▶ Set problem 1: In the article on Iran's fuel trade with Afghanistan, which countries supply the imported fuel that transits through Iran?
▶ Set problem 2: From the article on Iran's fuel trade with Afghanistan, quote the stretch from "The transport of" through "supplies to Afghanistan.".
▶ Set problem 3: Write what comes next in the article on Iran's fuel trade with Afghanistan, picking up after its final sentence.

▶ Passage:
-- begin --
Oil Minister Masoud Mirkazemi said “Afghanistan’s private sector buys all its needed products from Iran,” the oil ministry news service Shana reported.

“Oil products were already transited to Afghanistan and we hope from now on this country makes all its (fuel) purchases from Iran as there has been an agreement with Afghan officials,” Mirkazemi said.

About one-third of Afghanistan’s fuel needs, imported from Russia, Turkmenistan and Iraq, transit through Iran.

The transport of the fuel has become a sensitive issue as the Islamic republic has prevented the passage of trucks carrying the supplies to Afghanistan.

Tehran has hinted to Kabul that it suspected the transited fuel would supply US and other foreign troops fighting the insurgency in Afghanistan.
-- end --
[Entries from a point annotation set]
-- begin --
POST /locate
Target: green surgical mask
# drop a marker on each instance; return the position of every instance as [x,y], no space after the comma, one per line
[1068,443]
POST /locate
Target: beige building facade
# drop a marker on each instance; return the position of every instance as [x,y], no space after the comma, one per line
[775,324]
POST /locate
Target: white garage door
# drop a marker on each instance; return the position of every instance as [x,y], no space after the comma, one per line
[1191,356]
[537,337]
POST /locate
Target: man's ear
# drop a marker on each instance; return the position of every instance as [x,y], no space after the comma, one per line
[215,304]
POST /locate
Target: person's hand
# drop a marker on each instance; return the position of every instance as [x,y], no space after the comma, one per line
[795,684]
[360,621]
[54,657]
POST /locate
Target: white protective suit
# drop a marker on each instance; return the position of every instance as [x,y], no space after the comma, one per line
-- end --
▶ Exercise response 1: Russia, Turkmenistan and Iraq.

▶ Exercise response 2:
The transport of the fuel has become a sensitive issue as the Islamic republic has prevented the passage of trucks carrying the supplies to Afghanistan.

▶ Exercise response 3:
Iran, which is under international sanctions on its energy sector over its nuclear programme, has sought to increase its petrol production capacity.

Higher prices have also reduced Iran’s daily petrol consumption from 60 million litres to about 45 million.

Mirkazemi said the Iranian government has “authorised the export of a billion litres of petrol” of its strategic reserves by the end of the Iranian year in March 2011.

“As new refineries come on line and the production capacity increases the current reserves can be exported and replaced,” with new production, he said.